Recorded data:
_ _ _ _

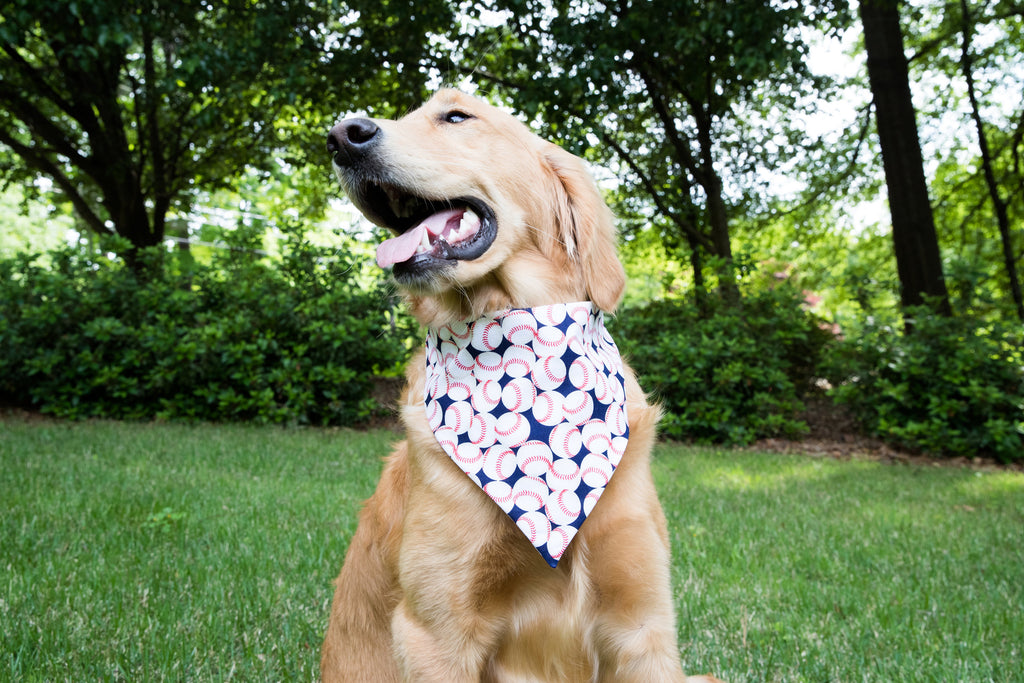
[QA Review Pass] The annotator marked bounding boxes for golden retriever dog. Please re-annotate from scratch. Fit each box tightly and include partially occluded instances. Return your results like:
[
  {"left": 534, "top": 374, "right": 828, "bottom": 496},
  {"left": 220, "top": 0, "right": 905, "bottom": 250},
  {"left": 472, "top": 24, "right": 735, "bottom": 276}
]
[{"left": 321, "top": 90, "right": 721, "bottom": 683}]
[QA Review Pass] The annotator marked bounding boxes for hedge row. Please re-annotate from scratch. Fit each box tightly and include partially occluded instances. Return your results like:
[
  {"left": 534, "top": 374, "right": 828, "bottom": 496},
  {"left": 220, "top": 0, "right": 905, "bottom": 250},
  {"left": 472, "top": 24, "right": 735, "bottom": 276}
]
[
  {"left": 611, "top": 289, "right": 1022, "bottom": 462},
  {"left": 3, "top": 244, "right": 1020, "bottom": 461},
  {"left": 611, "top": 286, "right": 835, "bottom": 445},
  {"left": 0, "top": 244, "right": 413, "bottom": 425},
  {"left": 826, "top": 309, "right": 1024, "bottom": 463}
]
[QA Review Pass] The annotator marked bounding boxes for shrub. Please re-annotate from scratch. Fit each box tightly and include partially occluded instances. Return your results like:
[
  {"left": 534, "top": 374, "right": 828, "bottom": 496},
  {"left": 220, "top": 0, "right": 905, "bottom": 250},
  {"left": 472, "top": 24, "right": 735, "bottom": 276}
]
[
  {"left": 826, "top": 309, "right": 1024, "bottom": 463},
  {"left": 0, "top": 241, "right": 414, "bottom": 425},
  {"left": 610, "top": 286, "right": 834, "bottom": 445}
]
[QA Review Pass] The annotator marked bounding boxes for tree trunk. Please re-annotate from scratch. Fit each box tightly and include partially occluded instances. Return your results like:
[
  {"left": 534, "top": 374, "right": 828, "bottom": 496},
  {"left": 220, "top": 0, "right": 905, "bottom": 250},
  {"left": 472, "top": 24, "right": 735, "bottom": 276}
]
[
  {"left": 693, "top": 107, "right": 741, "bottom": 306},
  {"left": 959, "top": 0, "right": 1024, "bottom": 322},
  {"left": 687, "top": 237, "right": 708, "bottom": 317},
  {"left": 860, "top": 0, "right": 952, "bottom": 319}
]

_ _ _ _

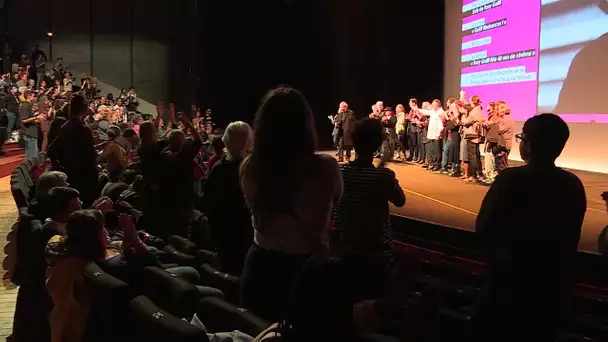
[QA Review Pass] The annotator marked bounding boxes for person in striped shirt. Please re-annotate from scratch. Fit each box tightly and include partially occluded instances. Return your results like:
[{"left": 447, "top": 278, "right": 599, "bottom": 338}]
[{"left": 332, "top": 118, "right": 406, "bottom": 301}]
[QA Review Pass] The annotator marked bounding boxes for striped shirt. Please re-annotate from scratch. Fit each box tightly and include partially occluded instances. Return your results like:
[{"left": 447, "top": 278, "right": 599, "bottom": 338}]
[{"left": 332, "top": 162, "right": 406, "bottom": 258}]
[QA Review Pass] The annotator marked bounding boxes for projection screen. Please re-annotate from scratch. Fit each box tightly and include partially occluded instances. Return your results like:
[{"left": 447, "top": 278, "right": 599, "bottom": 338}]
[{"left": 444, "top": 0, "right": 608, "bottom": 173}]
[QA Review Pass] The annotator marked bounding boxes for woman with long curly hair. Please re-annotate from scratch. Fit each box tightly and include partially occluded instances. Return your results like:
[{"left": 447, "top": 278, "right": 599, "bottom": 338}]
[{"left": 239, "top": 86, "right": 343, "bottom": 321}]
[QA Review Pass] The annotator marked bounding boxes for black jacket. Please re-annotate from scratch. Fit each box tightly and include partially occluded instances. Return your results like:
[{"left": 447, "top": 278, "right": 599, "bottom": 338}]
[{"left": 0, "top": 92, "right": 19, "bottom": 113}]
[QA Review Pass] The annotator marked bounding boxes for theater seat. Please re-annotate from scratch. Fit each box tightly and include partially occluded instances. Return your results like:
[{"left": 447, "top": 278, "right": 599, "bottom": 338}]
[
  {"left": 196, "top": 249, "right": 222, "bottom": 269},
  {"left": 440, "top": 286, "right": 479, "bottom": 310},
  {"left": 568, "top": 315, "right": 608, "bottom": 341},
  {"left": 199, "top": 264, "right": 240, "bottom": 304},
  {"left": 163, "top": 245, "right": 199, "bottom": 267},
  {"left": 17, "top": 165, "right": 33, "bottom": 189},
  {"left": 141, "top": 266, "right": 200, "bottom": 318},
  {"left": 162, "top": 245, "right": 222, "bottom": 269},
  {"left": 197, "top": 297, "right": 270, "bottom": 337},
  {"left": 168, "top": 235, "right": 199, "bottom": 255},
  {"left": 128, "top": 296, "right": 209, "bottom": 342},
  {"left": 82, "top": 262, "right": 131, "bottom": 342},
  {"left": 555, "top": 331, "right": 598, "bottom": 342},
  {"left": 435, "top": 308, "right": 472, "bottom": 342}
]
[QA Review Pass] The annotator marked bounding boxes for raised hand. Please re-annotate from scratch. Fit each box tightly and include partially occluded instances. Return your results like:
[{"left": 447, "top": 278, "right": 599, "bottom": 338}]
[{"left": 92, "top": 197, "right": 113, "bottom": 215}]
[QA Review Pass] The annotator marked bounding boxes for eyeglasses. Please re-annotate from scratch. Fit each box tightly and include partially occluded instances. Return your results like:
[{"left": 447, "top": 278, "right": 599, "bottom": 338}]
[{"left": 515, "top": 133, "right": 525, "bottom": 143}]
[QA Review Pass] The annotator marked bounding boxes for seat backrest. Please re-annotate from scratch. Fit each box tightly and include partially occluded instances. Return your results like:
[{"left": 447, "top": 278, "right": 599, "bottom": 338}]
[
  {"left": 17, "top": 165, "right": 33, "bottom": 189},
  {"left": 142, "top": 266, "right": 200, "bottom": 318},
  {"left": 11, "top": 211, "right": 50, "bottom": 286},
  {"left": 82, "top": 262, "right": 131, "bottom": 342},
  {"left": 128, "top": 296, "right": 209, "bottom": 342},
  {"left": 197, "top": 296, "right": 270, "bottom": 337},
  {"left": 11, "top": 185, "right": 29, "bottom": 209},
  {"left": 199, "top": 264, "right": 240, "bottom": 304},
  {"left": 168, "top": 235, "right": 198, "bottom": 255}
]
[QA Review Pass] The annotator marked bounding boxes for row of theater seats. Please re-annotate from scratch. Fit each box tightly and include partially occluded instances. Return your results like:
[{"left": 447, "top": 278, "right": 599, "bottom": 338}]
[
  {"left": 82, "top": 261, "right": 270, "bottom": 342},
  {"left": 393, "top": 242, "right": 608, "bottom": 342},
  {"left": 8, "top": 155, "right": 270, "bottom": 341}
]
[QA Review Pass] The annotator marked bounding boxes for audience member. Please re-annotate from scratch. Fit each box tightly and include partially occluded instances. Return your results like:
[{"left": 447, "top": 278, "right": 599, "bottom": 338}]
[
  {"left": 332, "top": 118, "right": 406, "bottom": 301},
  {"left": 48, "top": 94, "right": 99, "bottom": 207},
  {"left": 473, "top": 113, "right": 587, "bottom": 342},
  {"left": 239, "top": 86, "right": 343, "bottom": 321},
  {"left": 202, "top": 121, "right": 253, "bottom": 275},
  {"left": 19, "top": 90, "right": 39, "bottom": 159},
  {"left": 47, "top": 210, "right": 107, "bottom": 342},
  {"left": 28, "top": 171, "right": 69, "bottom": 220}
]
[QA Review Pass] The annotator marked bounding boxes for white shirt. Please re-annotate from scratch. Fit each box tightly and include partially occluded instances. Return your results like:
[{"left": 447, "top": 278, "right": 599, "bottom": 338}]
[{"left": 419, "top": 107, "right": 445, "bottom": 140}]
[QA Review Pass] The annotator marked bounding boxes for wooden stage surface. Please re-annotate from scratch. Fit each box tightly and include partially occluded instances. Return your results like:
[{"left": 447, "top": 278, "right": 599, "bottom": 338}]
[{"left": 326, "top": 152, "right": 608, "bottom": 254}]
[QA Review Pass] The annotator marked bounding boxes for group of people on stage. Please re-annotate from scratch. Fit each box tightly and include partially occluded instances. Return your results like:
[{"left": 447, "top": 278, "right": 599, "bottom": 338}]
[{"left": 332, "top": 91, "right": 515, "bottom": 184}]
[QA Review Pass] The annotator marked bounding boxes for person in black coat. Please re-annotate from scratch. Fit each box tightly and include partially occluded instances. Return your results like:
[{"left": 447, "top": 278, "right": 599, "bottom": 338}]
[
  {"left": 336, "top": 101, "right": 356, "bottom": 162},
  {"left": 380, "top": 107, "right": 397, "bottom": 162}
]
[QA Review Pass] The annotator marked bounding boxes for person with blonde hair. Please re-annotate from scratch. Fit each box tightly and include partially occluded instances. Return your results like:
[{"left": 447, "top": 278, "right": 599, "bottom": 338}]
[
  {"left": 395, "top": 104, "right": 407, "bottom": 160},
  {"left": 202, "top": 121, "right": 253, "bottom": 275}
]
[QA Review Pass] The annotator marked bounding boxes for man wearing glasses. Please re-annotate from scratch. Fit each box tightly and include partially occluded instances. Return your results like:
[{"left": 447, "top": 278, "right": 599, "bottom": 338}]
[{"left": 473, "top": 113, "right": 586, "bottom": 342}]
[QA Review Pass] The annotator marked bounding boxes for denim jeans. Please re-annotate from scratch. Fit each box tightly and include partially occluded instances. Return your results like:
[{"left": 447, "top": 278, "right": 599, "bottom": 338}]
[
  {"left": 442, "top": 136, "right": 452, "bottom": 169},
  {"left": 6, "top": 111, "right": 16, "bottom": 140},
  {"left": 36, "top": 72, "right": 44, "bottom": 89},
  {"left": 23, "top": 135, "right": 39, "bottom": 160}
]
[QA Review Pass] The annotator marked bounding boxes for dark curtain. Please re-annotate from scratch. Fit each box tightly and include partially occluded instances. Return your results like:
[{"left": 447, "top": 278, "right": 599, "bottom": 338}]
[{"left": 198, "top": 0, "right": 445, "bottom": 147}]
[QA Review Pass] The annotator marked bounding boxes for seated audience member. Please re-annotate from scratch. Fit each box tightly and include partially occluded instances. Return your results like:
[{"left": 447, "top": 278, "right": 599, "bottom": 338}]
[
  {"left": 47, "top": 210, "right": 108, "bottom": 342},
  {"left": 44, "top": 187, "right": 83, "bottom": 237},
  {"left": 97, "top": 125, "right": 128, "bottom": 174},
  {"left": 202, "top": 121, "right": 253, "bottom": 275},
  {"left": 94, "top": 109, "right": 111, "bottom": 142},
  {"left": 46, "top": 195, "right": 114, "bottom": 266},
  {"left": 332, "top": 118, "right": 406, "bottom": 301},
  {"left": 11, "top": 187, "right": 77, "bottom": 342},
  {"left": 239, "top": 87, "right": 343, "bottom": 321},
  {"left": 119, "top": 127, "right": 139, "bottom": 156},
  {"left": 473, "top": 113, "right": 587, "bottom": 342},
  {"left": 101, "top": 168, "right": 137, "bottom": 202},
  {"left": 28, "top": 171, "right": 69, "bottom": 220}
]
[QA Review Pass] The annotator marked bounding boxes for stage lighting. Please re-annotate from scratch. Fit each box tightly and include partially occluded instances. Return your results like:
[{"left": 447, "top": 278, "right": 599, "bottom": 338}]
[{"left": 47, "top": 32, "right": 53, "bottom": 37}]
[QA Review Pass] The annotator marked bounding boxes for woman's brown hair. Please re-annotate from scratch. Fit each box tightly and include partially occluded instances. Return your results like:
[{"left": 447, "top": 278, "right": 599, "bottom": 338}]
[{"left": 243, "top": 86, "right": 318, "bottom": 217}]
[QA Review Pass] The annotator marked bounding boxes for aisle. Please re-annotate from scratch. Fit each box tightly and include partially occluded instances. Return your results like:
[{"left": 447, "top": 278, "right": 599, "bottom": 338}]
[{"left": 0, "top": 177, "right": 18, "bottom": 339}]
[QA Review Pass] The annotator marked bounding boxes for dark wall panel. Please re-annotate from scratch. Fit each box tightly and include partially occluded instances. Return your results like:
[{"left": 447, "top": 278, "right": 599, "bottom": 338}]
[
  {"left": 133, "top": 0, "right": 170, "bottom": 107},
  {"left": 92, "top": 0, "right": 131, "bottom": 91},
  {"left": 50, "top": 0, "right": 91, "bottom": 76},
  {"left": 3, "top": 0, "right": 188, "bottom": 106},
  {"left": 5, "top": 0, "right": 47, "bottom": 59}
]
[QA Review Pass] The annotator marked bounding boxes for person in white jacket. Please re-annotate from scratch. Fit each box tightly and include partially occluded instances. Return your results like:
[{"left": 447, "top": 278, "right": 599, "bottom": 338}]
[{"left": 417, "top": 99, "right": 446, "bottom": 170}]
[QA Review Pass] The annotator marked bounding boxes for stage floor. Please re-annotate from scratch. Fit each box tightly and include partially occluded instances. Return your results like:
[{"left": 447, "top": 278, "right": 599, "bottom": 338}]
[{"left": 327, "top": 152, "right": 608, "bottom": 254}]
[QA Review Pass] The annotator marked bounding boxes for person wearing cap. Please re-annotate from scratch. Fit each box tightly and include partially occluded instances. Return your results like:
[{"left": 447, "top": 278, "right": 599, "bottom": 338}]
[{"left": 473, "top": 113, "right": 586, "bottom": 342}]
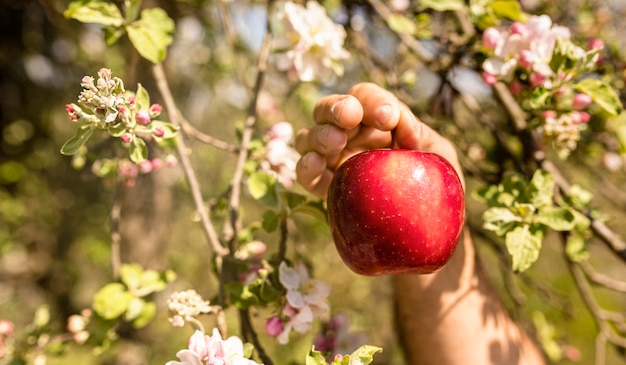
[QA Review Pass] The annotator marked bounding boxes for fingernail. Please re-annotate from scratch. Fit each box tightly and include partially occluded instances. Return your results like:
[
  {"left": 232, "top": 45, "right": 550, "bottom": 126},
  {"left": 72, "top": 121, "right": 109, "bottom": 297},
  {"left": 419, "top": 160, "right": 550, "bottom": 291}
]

_ _ _ _

Required work:
Check each line above for the word "audience" and say how many have it, with nothing else.

Worked solution:
2